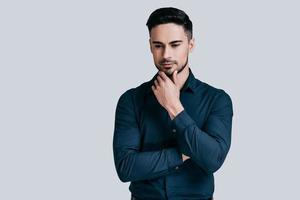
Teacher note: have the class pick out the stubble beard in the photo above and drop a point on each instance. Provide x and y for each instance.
(171, 71)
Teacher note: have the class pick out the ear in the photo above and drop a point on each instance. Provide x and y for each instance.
(150, 45)
(191, 44)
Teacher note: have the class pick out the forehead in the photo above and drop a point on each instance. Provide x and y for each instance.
(168, 32)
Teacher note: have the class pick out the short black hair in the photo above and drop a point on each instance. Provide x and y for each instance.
(170, 15)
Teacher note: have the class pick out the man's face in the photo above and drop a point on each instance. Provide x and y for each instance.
(170, 47)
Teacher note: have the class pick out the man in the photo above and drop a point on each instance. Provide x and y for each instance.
(174, 131)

Task statement =>
The records above are to be reproduced exactly; the pictures are to be left out.

Task response =>
Teacher note: have the class pick out the stubble beard in the photo above and drop a point on each instance. Provide x and y for each instance.
(171, 71)
Teacher note: have the class pick out the ear in the photo above and drop a point on each instance. Provide x and y for each instance.
(150, 45)
(191, 44)
Teacher note: have the class pick out the forehead in the photo above and drop a point on each instance. Provide x and y for each instance.
(168, 32)
Teacher note: have the class pick out the short black hair in the photo above and drop a point on each instance. Provide x and y for each instance.
(170, 15)
Teacher note: have the class pick out the man's face in the photo above and drop a point on each instance. Provide x and y for each instance.
(170, 47)
Teacher note: have the class pick out the man in the photo above and drop a point on each instance. Provide x and y for each instance.
(174, 131)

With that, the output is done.